* [Stated problem]:
Copy out every one of the entries below word for word, changing nothing.

[Excerpts of labeled region data]
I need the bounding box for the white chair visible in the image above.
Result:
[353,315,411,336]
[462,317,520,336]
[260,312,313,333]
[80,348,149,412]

* [The answer]:
I need the bounding box for the white chair visible in the image above.
Result:
[353,315,411,336]
[462,317,520,336]
[260,312,313,333]
[80,348,149,412]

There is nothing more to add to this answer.